Skip to main content
This feature requires StarTree release 0.14.0 or later, and must be enabled on demand — contact StarTree support to activate it.
This page shows how to onboard an S3 Data Lake External Table with the StarTree controller REST APIs instead of the Data Portal UI. Use it for automation, infrastructure-as-code, or onboarding many tables at once.

How it works

Onboarding is four calls. Each one feeds the next:
1. Validate & browse   POST /connections/browse   →  validate; list files under the S3 prefix
2. Preview             POST /tables/preview       →  infer schema + enriched table config
3. Create schema       POST /schemas              →  register the schema
4. Create table        POST /tables               →  register the External Table
The preview call (step 2) is the core step: it samples the source, infers a Pinot schema, and returns a ready-to-use table config. Steps 3 and 4 just persist its output. Once the table exists, the controller’s watcher runs the first sync and re-syncs on schedule — no manual trigger. Track progress with the observability endpoints.

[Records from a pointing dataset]
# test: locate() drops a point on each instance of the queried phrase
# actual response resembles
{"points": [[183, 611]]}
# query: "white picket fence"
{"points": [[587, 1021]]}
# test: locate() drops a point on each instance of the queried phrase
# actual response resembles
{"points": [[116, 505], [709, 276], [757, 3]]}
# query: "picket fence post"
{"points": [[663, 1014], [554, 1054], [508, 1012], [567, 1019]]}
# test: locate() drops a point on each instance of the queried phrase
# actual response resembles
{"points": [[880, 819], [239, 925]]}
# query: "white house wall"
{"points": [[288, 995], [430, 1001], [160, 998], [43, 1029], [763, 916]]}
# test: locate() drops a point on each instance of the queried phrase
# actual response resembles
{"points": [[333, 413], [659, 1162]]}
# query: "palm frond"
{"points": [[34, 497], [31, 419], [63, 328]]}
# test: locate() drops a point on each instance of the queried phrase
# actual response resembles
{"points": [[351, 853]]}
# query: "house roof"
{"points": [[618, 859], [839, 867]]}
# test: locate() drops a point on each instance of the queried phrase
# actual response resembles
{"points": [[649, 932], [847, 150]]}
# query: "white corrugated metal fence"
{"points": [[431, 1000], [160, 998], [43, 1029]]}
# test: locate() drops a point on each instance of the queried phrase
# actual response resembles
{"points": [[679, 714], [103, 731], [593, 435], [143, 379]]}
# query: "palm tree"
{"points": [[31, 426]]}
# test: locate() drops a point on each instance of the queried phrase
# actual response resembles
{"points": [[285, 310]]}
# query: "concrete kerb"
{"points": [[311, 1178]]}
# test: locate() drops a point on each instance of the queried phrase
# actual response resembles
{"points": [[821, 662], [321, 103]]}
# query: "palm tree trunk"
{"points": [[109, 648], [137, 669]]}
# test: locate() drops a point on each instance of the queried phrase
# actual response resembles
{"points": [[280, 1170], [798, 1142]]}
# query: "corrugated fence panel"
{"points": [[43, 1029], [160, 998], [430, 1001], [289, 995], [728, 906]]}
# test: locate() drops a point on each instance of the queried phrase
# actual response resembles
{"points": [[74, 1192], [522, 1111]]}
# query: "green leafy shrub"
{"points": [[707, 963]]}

» **Directive 1**: According to the StarTree onboarding page, which StarTree release is the earliest that supports this feature?
» **Directive 2**: For each statement, say whether the StarTree onboarding page agrees with it: (a) the preview call infers a Pinot schema; (b) the first sync has to be triggered manually; (c) the feature is on by default.
» **Directive 3**: Pick up the StarTree onboarding page after its final sentence and continue writing it.
The lines have no connection to the StarTree onboarding page.

» **Task output 1**: StarTree release 0.14.0.

» **Task output 2**:
(a) Yes: "it samples the source, infers a Pinot schema, and returns a ready-to-use table config."
(b) No: "the controller’s watcher runs the first sync and re-syncs on schedule — no manual trigger."
(c) No: "must be enabled on demand — contact StarTree support to activate it."

» **Task output 3**:
All paths are relative to your controller base URL. The examples assume export CONTROLLER=https://<your-controller>. On StarTree Cloud, the controller is reached through the data-plane proxy, so use export CONTROLLER=https://<data-plane-host>/api/pinot.If your controller requires authentication, add an Authorization header to every request — e.g. -H "Authorization: Bearer <token>". The examples below omit it for brevity.

Prerequisites

  • StarTree 0.14.0 or later with the External Table Beta feature enabled, and tiered storage configured on the cluster. Contact StarTree support if unsure.
  • Network access to the controller REST endpoint, plus an Authorization token if your cluster requires auth.
  • AWS credentials (access key + secret key) with s3:GetObject and s3:ListBucket on the source bucket and prefix.
  • The S3 bucket name, key prefix, and region.

Authentication

For S3 access, choose one credential method:
MethodKeysUse when
Assumed IAM roleroleArn (+ externalId)Recommended for production — no static secrets.
Cluster node role(none — uses the instance role)The cluster’s node role already has access to the bucket.
Static access keysaccessKey / secretKeyQuick tests, or when role-based access isn’t available.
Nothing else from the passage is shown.